CONSEGNA A: Estrai dall'articolo sull'accoglienza dei migranti, parola per parola, il tratto che va da "Non sono le" fino a "l’arcivescovo di Agrigento.".

TESTO FORNITO:
------------
Il fenomeno delle migrazioni richiede “scelte giuste” da parte della politica, tuttavia la società civile e la gente comune non possono stare a guardare e devono dare il loro contributo.
Nel corso della presentazione del Messaggio di papa Francesco per la Quaresima 2016, il cardinale arcivescovo di Agrigento e presidente della Caritas italiana, Francesco Montenegro, si è soffermato a lungo con i giornalisti sul tema di maggior spicco della sua attività pastorale: l’accoglienza ai migranti.
Il porporato ha lamentato l’inerzia della politica di fronte ad un fenomeno che, oggettivamente, non si può arrestare. “Se si spostano le popolazioni è impossibile non pensare a un futuro diverso – ha spiegato -. Non bisogna idealizzare il passato ma diventare protagonisti di questa storia diversa”.
A fronte di un flusso stimato tra i 230 e i 240 milioni di migranti in tutto il mondo (un “sesto continente”, lo definisce il cardinale Montenegro) ed un Mediterraneo che è diventato una “tomba liquida”, con i suoi 25mila morti accertati (ma la cifra è probabilmente doppia), le autorità nazionali e internazionali purtroppo continuano a dare “segni di chiusura di occhi e anche chiusura di cuore”.
Non sono le migrazioni, infatti, ad essere “il male”, in quanto alla loro base vi sono “mali più profondi che vanno guariti”, a partire dalle guerre. L’accoglienza non è sempre vista come “la novità per prepararci a un mondo diverso” e “nuovo”, tuttavia i cristiani non devono rassegnarsi ma “interrogarsi”, ha osservato l’arcivescovo di Agrigento.
“È vero, io da solo non posso cambiare il mondo, ma se si realizza una rete di solidarietà e di accoglienza, se l’altro è visto in maniera così come il Vangelo mi indica”, ha aggiunto, ognuno di noi, “nel nostro piccolo o nel nostro grande”, può riuscire a “cambiare la storia”.
Infatti la storia delle migrazioni non è fatta solo di lutti, tragedie, fame, abusi e sfruttamento. C’è la realtà delle parrocchie, che rispondendo agli appelli del Papa, stanno accogliendo i rifugiati dal Medio Oriente.
------------
ELENCO ESTRATTO:
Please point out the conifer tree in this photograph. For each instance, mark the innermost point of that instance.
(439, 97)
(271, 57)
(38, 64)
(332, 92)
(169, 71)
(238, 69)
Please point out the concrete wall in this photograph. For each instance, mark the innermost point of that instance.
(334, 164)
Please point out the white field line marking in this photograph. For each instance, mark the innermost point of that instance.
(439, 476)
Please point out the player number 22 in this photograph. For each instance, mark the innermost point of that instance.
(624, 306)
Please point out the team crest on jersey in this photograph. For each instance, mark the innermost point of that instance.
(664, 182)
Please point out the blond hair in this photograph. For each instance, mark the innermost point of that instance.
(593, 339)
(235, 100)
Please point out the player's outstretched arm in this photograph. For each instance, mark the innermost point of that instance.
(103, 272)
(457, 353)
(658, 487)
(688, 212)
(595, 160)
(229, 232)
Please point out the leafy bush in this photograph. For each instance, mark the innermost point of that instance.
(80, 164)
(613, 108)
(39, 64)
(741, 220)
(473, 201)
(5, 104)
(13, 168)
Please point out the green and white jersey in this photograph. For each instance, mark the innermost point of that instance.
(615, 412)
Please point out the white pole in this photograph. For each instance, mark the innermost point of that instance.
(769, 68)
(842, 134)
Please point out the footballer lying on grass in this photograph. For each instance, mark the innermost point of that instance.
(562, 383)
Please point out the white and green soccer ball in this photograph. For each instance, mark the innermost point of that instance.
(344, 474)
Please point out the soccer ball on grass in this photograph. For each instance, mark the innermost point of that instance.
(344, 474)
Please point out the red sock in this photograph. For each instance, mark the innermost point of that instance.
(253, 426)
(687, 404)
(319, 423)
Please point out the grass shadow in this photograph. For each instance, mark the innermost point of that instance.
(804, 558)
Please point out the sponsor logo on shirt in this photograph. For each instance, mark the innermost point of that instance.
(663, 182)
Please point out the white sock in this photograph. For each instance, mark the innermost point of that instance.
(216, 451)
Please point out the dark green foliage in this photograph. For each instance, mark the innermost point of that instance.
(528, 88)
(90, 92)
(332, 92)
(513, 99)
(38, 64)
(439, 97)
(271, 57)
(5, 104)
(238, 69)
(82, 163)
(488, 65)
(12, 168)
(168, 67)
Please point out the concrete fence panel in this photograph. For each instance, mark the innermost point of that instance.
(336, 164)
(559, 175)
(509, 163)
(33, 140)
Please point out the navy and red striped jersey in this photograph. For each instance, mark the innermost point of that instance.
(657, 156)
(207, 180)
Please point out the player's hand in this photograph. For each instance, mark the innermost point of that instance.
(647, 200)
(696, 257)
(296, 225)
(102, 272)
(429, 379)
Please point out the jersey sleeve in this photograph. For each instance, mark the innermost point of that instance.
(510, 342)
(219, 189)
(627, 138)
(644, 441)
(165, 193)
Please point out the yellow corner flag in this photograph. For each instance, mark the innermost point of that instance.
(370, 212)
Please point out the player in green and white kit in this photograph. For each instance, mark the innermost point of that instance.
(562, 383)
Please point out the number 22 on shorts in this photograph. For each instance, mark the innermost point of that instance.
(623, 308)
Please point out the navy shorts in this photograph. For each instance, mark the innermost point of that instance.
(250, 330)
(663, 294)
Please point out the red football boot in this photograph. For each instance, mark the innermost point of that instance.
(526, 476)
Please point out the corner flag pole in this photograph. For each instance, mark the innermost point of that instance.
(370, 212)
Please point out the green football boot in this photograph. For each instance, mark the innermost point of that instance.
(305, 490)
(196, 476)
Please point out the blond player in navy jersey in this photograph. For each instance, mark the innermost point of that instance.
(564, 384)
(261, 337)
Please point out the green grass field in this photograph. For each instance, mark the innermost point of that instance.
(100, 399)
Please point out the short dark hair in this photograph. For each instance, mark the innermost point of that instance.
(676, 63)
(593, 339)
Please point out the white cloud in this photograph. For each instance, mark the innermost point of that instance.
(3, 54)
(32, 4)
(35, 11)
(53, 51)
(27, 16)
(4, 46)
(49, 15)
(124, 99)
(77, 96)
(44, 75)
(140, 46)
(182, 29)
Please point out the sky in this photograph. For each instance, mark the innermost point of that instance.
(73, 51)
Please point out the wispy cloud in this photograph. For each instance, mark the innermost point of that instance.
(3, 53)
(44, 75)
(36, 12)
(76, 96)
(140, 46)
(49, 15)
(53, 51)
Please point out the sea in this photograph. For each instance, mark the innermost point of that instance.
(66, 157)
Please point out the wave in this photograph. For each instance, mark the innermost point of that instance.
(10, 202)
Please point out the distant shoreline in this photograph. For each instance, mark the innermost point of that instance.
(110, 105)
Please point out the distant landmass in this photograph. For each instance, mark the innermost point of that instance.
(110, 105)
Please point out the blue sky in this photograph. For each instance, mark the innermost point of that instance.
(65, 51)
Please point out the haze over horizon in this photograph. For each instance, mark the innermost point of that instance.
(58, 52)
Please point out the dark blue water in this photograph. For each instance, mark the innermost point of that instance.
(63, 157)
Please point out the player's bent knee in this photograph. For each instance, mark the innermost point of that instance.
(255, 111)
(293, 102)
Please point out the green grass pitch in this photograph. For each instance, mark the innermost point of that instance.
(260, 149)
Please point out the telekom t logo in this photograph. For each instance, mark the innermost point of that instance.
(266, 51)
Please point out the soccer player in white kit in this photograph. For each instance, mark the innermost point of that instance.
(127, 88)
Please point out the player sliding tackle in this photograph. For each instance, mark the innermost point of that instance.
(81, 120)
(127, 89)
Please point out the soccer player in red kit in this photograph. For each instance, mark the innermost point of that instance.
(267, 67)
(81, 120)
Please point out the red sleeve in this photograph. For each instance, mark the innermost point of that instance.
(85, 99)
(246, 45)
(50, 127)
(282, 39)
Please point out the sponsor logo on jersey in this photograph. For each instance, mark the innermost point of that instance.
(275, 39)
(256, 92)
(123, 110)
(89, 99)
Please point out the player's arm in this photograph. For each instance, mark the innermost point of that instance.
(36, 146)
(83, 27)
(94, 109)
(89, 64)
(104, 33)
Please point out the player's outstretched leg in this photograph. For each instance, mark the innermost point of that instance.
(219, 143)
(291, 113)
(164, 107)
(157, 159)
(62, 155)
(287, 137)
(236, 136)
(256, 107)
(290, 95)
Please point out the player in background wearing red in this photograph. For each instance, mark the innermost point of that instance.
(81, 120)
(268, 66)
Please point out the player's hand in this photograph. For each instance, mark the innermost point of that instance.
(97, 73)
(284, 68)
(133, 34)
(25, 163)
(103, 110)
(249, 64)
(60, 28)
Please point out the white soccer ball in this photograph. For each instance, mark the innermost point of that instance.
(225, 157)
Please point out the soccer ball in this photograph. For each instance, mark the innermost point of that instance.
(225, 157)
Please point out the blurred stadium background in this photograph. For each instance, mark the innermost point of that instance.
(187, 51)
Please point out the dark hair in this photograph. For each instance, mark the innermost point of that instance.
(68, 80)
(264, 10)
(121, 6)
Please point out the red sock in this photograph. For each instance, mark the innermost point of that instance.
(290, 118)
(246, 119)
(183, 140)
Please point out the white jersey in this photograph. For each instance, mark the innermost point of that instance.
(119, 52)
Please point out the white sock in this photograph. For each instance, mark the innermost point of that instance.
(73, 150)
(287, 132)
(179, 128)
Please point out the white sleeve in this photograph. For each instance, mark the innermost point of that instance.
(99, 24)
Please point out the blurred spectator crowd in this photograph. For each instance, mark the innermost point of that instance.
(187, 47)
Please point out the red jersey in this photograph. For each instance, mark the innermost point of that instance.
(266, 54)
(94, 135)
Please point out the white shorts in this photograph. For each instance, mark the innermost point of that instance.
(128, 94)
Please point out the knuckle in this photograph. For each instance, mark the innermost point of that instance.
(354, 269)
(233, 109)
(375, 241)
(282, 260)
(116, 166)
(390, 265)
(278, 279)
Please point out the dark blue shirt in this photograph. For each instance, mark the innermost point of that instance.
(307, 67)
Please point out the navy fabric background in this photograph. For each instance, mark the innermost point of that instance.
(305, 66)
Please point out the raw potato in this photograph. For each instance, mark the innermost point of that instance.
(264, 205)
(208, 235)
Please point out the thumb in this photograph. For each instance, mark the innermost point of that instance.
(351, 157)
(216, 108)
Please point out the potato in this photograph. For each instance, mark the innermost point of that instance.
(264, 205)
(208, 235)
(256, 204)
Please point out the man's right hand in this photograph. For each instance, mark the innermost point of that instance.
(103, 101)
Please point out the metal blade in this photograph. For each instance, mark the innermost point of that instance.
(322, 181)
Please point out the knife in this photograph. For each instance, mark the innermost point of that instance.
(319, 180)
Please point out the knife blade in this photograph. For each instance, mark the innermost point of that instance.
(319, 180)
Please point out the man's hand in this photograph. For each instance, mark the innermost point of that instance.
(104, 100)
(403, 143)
------------
CONSEGNA B: Estrai dall'elenco riportato sopra tutte le righe in cui compare la parola "pole".

RISPOSTA COMPLETA A:
Non sono le migrazioni, infatti, ad essere “il male”, in quanto alla loro base vi sono “mali più profondi che vanno guariti”, a partire dalle guerre. L’accoglienza non è sempre vista come “la novità per prepararci a un mondo diverso” e “nuovo”, tuttavia i cristiani non devono rassegnarsi ma “interrogarsi”, ha osservato l’arcivescovo di Agrigento.

RISPOSTA COMPLETA B:
Please point out the white pole in this photograph. For each instance, mark the innermost point of that instance.
Please point out the corner flag pole in this photograph. For each instance, mark the innermost point of that instance.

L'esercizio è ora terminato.